Политические взгляды Меланхтона — это взгляды робкого буржуа, который преклоняется перед всякой властью (как это вообще характерно для лютеранства). Меланхтон сам говорит, что он любит середину. История, по его мнению, должна научить государственных людей политике мира и справедливости. В истории он, подобно средневековым хронистам, видит направляющий перст божий, который у Меланхтона всюду выступает с надоедливой настойчивостью.

Хроника начинается с предисловия, в котором говорится о той многообразной пользе, которую может принести изучение истории. Главную пользу история может принести церкви. Меланхтон говорит, что история — это дело богоугодное, потому что сам бог хочет, чтобы люди знали, каково начало рода "человеческого, каким образом была учреждена церковь, как распространялась христианская вера. Сам бог хочет, чтобы люди знали разницу между истинной церковью и всякого рода сектами, чтобы знали, какова была церковь в разные времена. Таким образом, по его мнению, само писание истории есть выполнение воли божьей. Меланхтон излагает историю по 4 монархиям, как излагали ее старинные средневековые хроники.

Это связано с его мыслью, что в истории постоянно осуществляется то, что было предсказано пророками, в частности, осуществляется и знаменитое пророчество Даниила о 4 монархиях. Учение этих пророков есть истинное божественное учение, которое люди должны знать. Но они должны знать также, какие заблуждения и ереси имели место в истории и какая велась с ними борьба. В частности, он хочет показать, что папство и католические учреждения, как, например, монашество, возникли как заблуждение.

Возникновение папства и монашества он связывает с тем упадком культуры, который наступил после разрушения Римской империи готами, вандалами и гуннами, в результате чего появились новые формы учения и утвердились многие суеверия.

 

Далее в качестве причин, которые заставляют его писать историю, Меланхтон указывает на то, что сличение истории язычников и христиан показывает разницу между язычеством и христианством. В то время как в истории языческих народов виден только карающий бог, в истории христианских народов проявляется также божья милость и божья благодать.

Меланхтон перечисляет все способы периодизации истории, принятые до него, но главным образом он останавливается на делении по 4 монархиям. После 4 монархий должен наступить конец мира. Его рассуждения о 4 монархиях довольно любопытны.

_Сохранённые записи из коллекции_

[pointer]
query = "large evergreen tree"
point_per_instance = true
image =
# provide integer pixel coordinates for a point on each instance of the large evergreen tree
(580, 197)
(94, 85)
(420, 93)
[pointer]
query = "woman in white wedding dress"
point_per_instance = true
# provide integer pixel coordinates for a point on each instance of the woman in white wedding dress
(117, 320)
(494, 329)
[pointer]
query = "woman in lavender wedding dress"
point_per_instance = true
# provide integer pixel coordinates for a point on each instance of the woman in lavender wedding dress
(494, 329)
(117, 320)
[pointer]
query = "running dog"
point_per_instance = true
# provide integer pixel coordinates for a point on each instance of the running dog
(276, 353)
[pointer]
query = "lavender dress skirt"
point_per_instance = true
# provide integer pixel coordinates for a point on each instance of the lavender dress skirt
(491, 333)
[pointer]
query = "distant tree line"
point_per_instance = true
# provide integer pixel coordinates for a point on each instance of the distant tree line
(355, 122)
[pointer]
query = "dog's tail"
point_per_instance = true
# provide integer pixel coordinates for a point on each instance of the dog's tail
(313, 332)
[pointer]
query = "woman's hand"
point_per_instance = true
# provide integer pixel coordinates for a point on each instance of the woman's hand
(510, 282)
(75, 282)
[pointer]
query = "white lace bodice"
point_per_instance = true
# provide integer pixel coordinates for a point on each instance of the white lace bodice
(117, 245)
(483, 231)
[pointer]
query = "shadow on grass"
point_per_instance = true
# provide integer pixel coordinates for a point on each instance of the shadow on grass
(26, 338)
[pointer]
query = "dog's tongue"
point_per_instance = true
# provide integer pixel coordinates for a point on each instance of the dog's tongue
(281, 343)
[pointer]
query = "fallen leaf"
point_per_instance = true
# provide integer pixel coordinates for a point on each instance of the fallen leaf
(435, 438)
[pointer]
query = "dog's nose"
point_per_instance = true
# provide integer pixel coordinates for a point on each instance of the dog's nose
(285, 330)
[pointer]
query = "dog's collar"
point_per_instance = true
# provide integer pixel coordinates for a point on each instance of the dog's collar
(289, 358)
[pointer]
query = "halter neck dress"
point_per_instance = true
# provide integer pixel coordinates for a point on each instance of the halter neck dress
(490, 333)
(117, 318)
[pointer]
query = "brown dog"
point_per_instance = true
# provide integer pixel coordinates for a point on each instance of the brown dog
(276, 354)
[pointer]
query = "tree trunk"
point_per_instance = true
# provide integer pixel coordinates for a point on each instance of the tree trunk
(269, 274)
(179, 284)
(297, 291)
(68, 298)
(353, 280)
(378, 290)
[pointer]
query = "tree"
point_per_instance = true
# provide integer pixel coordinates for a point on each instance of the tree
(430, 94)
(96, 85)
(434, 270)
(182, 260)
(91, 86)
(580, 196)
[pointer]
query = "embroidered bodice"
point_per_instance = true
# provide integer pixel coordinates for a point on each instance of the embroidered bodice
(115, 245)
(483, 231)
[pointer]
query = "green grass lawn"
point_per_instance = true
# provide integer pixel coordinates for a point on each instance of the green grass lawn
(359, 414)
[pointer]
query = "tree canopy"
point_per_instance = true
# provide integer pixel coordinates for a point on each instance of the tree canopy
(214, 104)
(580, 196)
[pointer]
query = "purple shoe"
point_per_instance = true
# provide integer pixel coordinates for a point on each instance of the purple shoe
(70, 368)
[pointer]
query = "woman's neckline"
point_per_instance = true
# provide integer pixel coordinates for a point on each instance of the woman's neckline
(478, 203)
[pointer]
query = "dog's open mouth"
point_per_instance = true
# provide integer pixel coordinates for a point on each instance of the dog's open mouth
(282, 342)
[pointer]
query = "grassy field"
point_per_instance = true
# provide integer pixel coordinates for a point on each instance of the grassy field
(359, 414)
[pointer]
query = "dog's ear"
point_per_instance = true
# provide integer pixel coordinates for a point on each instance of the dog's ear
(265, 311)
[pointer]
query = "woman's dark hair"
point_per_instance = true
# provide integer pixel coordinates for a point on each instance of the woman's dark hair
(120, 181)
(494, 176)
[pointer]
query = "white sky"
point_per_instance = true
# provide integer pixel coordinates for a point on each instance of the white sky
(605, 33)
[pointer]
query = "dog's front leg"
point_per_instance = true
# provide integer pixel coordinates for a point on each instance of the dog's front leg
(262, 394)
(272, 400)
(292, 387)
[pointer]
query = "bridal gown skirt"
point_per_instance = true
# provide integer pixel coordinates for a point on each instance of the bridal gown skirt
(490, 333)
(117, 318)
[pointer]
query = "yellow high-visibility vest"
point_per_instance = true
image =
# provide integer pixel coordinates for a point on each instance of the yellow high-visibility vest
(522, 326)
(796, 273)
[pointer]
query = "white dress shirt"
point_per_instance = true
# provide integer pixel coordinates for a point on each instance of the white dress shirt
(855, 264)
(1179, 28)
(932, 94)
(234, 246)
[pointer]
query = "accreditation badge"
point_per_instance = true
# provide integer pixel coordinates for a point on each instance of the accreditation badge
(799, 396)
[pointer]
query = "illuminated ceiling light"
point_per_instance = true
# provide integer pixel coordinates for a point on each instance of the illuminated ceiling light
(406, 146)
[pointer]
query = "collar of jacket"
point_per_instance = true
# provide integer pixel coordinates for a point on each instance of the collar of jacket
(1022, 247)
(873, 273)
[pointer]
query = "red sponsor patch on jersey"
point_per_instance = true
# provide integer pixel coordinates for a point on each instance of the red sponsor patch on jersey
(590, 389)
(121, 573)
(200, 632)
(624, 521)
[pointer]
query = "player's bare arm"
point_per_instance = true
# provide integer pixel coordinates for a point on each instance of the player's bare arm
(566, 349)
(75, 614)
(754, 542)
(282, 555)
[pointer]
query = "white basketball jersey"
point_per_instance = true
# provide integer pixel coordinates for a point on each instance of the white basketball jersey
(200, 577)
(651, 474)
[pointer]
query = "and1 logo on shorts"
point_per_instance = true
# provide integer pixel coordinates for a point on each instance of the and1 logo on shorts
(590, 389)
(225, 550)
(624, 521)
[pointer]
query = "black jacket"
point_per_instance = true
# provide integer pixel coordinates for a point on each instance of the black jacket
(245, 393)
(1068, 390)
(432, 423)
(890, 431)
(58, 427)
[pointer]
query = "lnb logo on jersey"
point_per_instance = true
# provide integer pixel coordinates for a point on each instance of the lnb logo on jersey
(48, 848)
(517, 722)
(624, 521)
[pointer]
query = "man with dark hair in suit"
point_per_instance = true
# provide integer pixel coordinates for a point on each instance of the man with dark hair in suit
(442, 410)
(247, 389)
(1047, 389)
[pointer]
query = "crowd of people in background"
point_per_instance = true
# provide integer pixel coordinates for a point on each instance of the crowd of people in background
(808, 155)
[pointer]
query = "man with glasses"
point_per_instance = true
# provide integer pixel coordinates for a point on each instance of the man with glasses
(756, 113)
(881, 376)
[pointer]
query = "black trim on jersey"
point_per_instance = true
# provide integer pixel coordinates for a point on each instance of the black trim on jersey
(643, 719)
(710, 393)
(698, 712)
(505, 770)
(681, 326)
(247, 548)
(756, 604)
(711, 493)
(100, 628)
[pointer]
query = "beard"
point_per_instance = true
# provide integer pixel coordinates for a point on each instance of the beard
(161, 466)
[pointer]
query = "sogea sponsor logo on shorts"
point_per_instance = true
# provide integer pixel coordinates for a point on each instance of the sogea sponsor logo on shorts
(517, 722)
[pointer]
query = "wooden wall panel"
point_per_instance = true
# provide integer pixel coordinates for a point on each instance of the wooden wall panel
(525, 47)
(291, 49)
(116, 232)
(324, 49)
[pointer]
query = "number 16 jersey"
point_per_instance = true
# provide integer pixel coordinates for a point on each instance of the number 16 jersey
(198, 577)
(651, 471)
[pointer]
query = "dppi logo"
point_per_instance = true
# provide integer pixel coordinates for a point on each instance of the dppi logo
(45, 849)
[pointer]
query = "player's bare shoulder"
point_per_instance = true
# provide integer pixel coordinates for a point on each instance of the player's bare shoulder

_Цель задания 1_
Чему, по мнению Меланхтона, история должна научить государственных людей, согласно тексту о его взглядах?
_Цель задания 2_
Перепишите часть текста о взглядах Меланхтона, которая открывается словами «Это связано с» и заканчивается словами «возникли как заблуждение.», поставив «лжеучения» вместо «ереси».

_Ответ к упражнению 1_
Политике мира и справедливости.

_Ответ к упражнению 2_
Это связано с его мыслью, что в истории постоянно осуществляется то, что было предсказано пророками, в частности, осуществляется и знаменитое пророчество Даниила о 4 монархиях. Учение этих пророков есть истинное божественное учение, которое люди должны знать. Но они должны знать также, какие заблуждения и лжеучения имели место в истории и какая велась с ними борьба. В частности, он хочет показать, что папство и католические учреждения, как, например, монашество, возникли как заблуждение.